Jeanne emmène sa fille de six ans en week-end à Majorque. Mais très vite tout s’y avère à l’inverse d’une carte postale.
« Palma » a reçu le Prix du jury et le Prix d’interprétation féminine au Festival de Clermont-Ferrand 2021.
Entretien par e-mail avec Colin Levêque, chef-opérateur du film et Alexe Poukine la réalisatrice.

Avec Colin Levêque

Pouvez vous nous parler de votre collaboration avec Alexe Poukine ? Comment avez vous abordé le tournage et quelles références aviez vous choisies ?

La collaboration a été très simple, agréable, naturelle avec Alexe. C’était la première fois que nous travaillions ensemble, mais nous nous connaissions depuis quelques temps déjà. On s’était rencontré au moment du tournage de son documentaire « Sans frapper » et nous avions des amis en commun. Elle avait vu des films sur lesquels j’avais travaillé aussi je pense.

Le tournage a été simple à aborder, Alexe avait une idée très claire du dispositif qu’elle voulait mettre en place : une très petite équipe, très peu de matériel pour garder un maximum de temps pour la mise en scène, le jeu et une grande flexibilité technique.

Elle m’avait parlé d’un film que j’avais vu et que j’avais beaucoup aimé: « Le film de l’été » de Emmanuel Marre qui s’était tourné dans des conditions similaires à son dispositif, avec une identité formelle très forte. On avait aussi discuté des films d’Andrea Arnold, en particulier « American Honey » qui est évidemment une référence très ambitieuse de mélange entre légèreté technique apparente, exigence formelle et une mise en scène précise avec une grande liberté de jeu pour les comédiens.

Comment travailler avec une réalisatrice qui est aussi interprète principale et une enfant de six ans ?

Alexe avait fait appel à Delphine Girard, qui est réalisatrice, qui a suivi tout le processus du film, du casting au tournage. Delphine avait aussi été coach enfant sur des films et avait donc une expérience très précieuse pour ce film, et a pu accompagner Lua (la jeune comédienne) avec beaucoup de tact. Une grande confiance préexistait entre Delphine et Alexe avant le tournage et Delphine était en mesure de faire des retours de jeu très précis à Alexe et Lua puisqu’elle savait très bien ce vers quoi le film devait aller. Le fait d’être une petite équipe a beaucoup aidé Lua à être en confiance aussi je pense. Nous étions 5 sur le plateau (les 2 comédiennes incluses). Il pouvait m’arriver de faire des retours sur le jeu quand j’en sentais le besoin, mais une seule interlocutrice est un gain de temps sur le tournage.

 

 

Cette image pour illustrer la séquence la plus difficile à tourner pour les 2 comédiennes, avec beaucoup d’intensité et qui nécessitait une vraie justesse émotionnelle. Nous sommes restés plusieurs heures dans cette chambre à tourner plusieurs prises, à chaque fois un peu différentes. Cette séquence est très juste dans son évolution et est la pierre angulaire du film je pense. Nous avons allumé les 2 lampes de chevet sans rajouter de lumière pour pouvoir filmer dans tous les axes. L’important était que la technique prenne le moins de place possible pour que le jeu soit libre. Cette séquence illustre bien le dispositif du film.

**Consigne 1**
Extrayez des enregistrements chaque ligne où figure le mot « tower », en tenant compte de la casse.
Le texte n'a aucun rapport avec les enregistrements.

**Enregistrements affichés**
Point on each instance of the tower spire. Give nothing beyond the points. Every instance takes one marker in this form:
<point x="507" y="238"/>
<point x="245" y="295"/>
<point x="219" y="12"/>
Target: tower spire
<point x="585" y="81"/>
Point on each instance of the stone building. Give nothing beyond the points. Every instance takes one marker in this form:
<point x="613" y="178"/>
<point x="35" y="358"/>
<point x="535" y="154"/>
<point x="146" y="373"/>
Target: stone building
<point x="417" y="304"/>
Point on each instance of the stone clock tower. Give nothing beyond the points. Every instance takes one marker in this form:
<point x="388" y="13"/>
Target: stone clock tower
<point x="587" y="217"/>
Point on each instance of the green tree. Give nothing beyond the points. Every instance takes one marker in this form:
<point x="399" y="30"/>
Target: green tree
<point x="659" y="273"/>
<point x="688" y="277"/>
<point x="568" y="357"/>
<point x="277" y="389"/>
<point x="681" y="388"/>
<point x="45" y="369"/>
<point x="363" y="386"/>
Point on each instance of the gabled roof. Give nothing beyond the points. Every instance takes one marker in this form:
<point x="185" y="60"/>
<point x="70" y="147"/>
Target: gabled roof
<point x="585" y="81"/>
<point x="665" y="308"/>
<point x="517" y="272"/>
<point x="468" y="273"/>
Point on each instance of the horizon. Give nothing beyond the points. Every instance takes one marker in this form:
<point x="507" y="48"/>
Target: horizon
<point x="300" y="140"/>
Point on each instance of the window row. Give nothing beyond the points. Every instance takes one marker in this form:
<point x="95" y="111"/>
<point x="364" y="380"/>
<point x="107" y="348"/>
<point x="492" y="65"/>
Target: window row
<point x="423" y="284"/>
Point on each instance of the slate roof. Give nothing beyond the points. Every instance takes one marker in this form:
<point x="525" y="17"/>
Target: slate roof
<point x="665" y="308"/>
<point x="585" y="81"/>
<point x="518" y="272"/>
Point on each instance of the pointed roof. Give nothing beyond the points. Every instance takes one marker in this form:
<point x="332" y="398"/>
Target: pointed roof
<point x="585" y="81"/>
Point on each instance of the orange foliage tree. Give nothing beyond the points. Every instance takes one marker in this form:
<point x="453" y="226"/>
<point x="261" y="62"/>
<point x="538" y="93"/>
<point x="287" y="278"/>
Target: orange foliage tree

**Consigne 2**
Reprenez le passage du texte qui commence par « Jeanne emmène sa » et se poursuit jusqu'à « Poukine la réalisatrice. », en substituant « Minorque » à « Majorque ».

**Bonne réponse 1**
Point on each instance of the tower spire. Give nothing beyond the points. Every instance takes one marker in this form:
Target: tower spire
Point on each instance of the stone clock tower. Give nothing beyond the points. Every instance takes one marker in this form:
Target: stone clock tower

**Bonne réponse 2**
Jeanne emmène sa fille de six ans en week-end à Minorque. Mais très vite tout s’y avère à l’inverse d’une carte postale.
« Palma » a reçu le Prix du jury et le Prix d’interprétation féminine au Festival de Clermont-Ferrand 2021.
Entretien par e-mail avec Colin Levêque, chef-opérateur du film et Alexe Poukine la réalisatrice.